STATED EXERCISE A – State how many lines of the records contain the string "garment", treating uppercase and lowercase as different. Give only the number.

Tuesday, 9 October 2012

For a long while, Setting Sons was my most-played Jam lp. I think I bought it second, after The Gift, and curiously enough, Setting Sons has some things in common with their last album. For a start, it's a bit of a bodge job. It began life as, curiously, a 'concept album', that late 60s/ 70s album format which was largely spawned by The Who's Tommy (1969), and (for me) synonymous with the gatefold-sleeve excesses of 70s rock and particularly prog. Why the hell were The Jam making a concept album?

Well, it's clearly down to The Who. If Pete did it in Tommy and Quadrophenia then it must be all right. But as a concept album, Setting Sons is incomplete, largely, I think, because Weller simply doesn't write songs with the grand (or grandiose) visions of a Townshend or a Bowie. Setting Sons was meant to be about three friends who grow up and apart, the album narrating what happens to them. The title's multiple puns indicate that this has a particularly British context: as the front cover and inner sleeve indicate, the story is in part indebted to British involvement in two world wars, and the Empire upon which the sun was never meant to set. The album came out in 1979, the year Margaret Thatcher became Prime Minister, but the album isn't nostalgic for some kind of lost glory, the Empire dreams which still haunt British culture and the British polis. Instead, the central themes of the album are disappointment and betrayal: betrayal of self, betrayal of one's friends, betrayal of ones ideals and causes you believe in.

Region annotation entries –
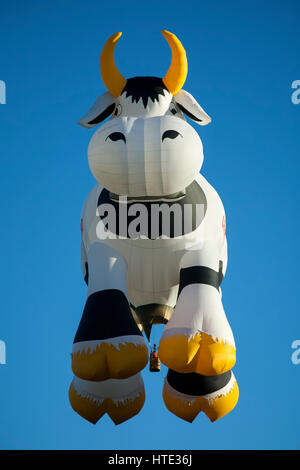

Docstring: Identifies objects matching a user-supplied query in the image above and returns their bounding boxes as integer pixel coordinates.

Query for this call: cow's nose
[161,129,182,142]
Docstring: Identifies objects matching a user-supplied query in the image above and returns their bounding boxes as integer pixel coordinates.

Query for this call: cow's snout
[88,116,203,197]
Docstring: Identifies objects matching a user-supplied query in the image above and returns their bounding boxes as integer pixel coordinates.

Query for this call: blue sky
[0,0,300,449]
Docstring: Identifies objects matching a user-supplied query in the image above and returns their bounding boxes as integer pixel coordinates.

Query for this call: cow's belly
[105,227,201,307]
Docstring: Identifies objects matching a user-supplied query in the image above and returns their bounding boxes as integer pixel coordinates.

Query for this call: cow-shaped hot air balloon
[69,31,238,424]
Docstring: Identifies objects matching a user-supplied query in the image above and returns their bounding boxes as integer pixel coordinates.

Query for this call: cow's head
[79,31,211,197]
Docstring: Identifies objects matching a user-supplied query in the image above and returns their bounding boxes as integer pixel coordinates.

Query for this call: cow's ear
[78,91,116,129]
[174,90,211,126]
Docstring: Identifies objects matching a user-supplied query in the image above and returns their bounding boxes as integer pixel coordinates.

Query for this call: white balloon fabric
[69,31,238,424]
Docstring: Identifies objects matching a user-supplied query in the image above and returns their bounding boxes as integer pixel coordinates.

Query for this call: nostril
[105,132,126,144]
[161,129,182,142]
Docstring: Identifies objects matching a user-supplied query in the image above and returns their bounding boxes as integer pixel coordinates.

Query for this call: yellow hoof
[69,383,145,425]
[72,342,148,381]
[158,332,236,375]
[69,383,106,424]
[163,377,239,423]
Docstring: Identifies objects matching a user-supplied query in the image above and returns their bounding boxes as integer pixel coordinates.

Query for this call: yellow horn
[162,30,188,95]
[100,33,127,98]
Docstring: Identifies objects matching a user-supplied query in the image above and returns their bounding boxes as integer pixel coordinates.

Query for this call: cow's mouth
[109,190,186,203]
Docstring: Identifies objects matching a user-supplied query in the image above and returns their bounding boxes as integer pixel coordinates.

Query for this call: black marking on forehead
[121,77,168,108]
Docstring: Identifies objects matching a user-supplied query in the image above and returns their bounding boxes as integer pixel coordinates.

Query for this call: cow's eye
[105,132,126,144]
[161,130,182,142]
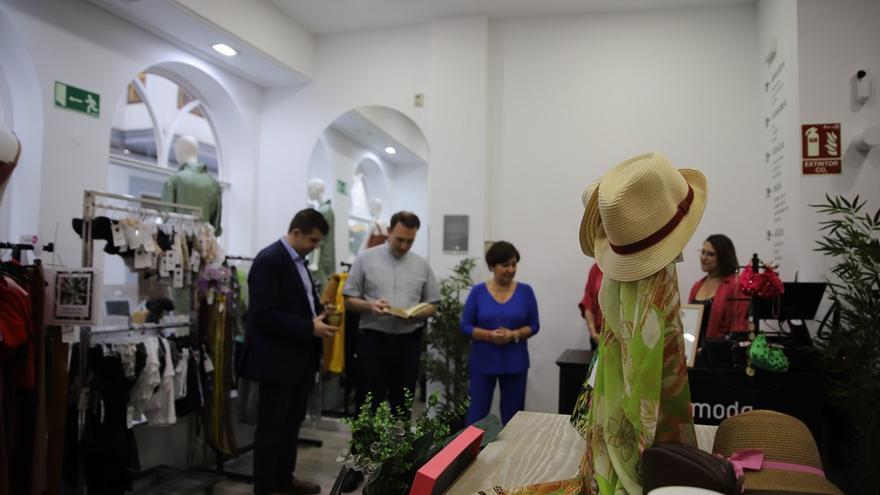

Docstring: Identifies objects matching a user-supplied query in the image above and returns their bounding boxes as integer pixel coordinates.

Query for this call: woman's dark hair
[706,234,739,277]
[287,208,330,235]
[486,241,519,268]
[388,211,422,230]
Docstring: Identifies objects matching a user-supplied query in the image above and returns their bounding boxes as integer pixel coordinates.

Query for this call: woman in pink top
[688,234,749,339]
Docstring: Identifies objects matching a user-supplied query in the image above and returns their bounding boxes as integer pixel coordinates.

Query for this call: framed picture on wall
[177,87,205,118]
[681,304,703,368]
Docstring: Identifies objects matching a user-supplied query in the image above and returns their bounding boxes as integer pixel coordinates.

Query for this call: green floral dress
[488,264,697,495]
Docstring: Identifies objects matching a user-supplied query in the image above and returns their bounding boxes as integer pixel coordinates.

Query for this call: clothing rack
[0,242,55,263]
[89,320,192,338]
[75,190,202,495]
[82,191,202,268]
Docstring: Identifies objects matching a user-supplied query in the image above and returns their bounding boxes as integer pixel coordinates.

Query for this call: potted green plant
[811,195,880,494]
[337,390,467,495]
[422,258,476,411]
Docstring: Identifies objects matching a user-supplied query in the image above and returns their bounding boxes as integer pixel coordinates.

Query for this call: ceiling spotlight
[211,43,238,57]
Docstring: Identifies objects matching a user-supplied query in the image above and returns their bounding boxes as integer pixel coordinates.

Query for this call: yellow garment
[322,273,348,373]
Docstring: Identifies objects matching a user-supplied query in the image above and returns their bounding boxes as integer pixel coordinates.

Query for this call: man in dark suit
[239,208,337,495]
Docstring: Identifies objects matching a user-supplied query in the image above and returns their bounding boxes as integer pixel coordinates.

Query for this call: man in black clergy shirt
[239,208,337,495]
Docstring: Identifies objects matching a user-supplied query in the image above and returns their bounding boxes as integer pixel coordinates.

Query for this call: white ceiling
[89,0,309,87]
[268,0,754,35]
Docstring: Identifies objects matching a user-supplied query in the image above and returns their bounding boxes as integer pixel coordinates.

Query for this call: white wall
[382,165,430,258]
[752,0,804,280]
[254,26,431,247]
[797,0,880,281]
[487,5,763,411]
[0,0,261,265]
[426,16,489,278]
[308,127,428,263]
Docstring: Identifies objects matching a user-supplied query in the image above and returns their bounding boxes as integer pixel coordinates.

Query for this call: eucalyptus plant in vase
[422,258,476,421]
[811,195,880,494]
[336,390,467,495]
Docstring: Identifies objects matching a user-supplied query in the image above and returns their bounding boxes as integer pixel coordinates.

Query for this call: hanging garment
[128,337,162,428]
[144,338,177,426]
[64,345,140,495]
[199,292,236,455]
[321,273,348,373]
[162,163,223,236]
[28,260,47,495]
[492,264,696,495]
[308,199,336,285]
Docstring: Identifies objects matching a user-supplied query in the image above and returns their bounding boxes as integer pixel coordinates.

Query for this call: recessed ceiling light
[211,43,238,57]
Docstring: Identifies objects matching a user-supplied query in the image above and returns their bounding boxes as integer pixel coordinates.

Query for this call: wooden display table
[446,411,586,495]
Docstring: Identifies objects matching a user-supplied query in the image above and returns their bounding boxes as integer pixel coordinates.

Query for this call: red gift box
[409,426,483,495]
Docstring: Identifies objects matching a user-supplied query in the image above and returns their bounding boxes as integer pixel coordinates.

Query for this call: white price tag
[134,247,153,270]
[587,360,599,388]
[122,224,143,249]
[110,223,128,251]
[189,251,202,273]
[205,353,214,373]
[61,325,79,344]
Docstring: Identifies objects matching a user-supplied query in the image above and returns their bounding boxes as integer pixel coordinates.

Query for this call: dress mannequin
[0,125,21,186]
[307,179,336,285]
[162,136,223,236]
[367,198,388,248]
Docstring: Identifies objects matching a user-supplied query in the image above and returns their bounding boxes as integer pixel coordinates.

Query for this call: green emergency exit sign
[55,81,101,117]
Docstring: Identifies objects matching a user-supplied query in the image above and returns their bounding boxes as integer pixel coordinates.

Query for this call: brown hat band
[728,449,825,478]
[608,184,694,254]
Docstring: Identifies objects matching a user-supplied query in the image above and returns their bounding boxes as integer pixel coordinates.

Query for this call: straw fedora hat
[712,410,843,495]
[580,153,706,282]
[580,180,602,258]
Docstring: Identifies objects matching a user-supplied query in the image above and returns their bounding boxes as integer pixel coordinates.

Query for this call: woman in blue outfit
[461,241,539,424]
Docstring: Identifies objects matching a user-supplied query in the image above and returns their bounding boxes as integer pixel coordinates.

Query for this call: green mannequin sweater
[162,162,223,237]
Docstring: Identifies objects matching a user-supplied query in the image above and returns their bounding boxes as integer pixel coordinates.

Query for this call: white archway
[0,11,43,242]
[302,106,428,261]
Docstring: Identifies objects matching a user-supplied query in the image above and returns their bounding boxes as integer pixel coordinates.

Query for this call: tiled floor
[134,420,349,495]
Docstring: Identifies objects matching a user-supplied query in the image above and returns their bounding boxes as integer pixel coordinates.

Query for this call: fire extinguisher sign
[801,123,842,175]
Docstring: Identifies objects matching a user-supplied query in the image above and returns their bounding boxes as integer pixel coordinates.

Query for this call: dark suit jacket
[238,240,322,385]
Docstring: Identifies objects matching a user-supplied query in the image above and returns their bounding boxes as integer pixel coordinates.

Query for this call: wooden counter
[446,411,586,495]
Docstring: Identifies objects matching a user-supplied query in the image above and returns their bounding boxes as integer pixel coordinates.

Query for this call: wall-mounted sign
[443,215,469,253]
[55,81,101,117]
[801,123,842,175]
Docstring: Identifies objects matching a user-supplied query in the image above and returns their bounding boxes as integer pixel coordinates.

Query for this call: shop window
[110,72,222,181]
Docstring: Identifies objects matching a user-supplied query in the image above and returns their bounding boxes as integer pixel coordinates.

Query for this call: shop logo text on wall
[691,401,754,424]
[801,123,841,175]
[55,81,101,117]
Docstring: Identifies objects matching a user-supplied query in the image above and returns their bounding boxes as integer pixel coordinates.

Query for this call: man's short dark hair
[486,241,519,268]
[388,211,422,230]
[287,208,330,235]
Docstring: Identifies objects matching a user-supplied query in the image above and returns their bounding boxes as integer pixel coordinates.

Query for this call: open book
[385,303,431,320]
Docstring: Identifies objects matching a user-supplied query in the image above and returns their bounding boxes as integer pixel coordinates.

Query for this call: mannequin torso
[162,136,222,236]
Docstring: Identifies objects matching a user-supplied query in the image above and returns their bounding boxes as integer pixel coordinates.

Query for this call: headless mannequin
[366,198,388,248]
[306,178,336,285]
[162,136,223,236]
[0,125,21,186]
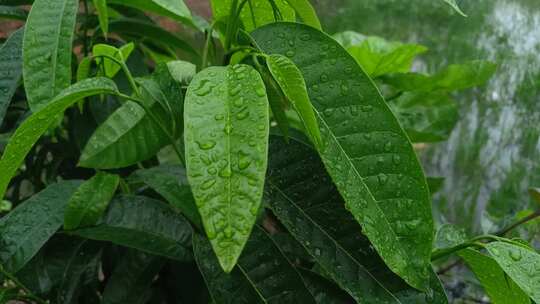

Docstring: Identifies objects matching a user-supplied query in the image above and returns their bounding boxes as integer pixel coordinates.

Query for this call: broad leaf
[193,226,316,304]
[0,29,24,125]
[184,65,269,272]
[253,23,433,290]
[486,242,540,303]
[23,0,79,112]
[0,78,118,197]
[265,137,447,303]
[267,54,322,147]
[459,249,531,304]
[64,172,120,230]
[388,92,459,143]
[101,250,165,304]
[0,181,79,273]
[70,196,192,261]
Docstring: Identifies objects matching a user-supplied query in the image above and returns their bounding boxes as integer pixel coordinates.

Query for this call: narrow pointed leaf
[267,54,322,147]
[253,23,433,290]
[0,78,118,197]
[70,196,192,261]
[23,0,79,112]
[486,242,540,303]
[458,249,531,304]
[64,172,120,230]
[184,65,269,272]
[0,29,24,125]
[193,227,316,304]
[0,181,80,273]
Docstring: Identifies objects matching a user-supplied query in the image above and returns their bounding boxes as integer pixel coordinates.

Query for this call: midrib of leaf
[267,180,402,303]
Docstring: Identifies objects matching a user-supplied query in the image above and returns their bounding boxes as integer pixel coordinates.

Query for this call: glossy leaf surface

STATED EXERCISE B –
Answer these questions using the album review:
(i) Which album does the review say largely spawned the concept album format?
(ii) How many friends was Setting Sons meant to be about?
(iii) In what year did Setting Sons come out?

PROBLEM SOLUTION A – 2

PROBLEM SOLUTION B –
(i) The Who's Tommy (1969)
(ii) Three
(iii) 1979